## WHAT THIS TASK INVOLVES
Write out the items again, requests included, from the line containing "people in the photo above." through the last item, inclusive. Add 134 to every coordinate in the answers.

## Object pointing dataset rows
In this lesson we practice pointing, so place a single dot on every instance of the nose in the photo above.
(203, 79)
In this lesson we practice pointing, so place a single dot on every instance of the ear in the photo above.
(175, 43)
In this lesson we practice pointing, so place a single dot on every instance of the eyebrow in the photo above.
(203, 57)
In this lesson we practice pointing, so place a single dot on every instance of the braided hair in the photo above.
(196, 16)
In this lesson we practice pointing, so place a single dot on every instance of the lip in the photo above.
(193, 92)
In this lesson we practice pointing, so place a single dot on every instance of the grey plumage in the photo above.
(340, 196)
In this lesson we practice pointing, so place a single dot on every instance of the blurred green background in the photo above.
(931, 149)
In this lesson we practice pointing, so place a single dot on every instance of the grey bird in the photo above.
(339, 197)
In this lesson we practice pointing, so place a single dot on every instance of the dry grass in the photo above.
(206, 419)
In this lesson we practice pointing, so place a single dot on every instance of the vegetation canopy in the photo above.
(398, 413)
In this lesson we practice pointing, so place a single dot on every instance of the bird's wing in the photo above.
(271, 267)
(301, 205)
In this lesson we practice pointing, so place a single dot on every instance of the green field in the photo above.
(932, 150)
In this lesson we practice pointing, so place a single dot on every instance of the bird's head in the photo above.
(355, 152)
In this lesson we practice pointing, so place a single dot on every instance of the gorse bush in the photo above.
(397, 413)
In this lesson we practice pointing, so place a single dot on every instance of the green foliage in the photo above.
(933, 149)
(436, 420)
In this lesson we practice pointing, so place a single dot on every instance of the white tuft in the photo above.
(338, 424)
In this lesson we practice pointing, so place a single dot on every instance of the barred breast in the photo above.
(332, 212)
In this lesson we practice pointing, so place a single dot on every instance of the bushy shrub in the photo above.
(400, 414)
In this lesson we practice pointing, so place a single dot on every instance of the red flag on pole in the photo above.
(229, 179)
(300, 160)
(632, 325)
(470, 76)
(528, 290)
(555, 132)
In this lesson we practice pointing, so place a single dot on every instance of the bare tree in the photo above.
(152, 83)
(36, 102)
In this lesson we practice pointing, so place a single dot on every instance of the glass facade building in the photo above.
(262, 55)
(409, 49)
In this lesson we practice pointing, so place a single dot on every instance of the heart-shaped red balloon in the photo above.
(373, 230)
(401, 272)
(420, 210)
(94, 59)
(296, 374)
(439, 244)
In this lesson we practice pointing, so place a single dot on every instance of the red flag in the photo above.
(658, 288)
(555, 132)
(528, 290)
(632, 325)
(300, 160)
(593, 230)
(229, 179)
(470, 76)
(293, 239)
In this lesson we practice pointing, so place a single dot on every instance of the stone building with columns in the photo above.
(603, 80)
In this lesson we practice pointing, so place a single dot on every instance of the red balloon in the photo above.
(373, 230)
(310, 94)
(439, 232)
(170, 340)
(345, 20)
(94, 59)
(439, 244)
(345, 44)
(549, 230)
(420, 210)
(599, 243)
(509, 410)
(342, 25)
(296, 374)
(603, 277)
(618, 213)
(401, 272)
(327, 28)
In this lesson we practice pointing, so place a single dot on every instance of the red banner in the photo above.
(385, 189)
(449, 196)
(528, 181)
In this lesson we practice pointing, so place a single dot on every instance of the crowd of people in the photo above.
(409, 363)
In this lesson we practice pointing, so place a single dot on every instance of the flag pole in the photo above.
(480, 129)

## THE REPLY
In this lesson we practice pointing, so place a single dot on every instance of the crowd of people in the photo above.
(543, 497)
In this lesson we practice pointing, so place a single dot on every instance of the flag pole in the photo above.
(614, 263)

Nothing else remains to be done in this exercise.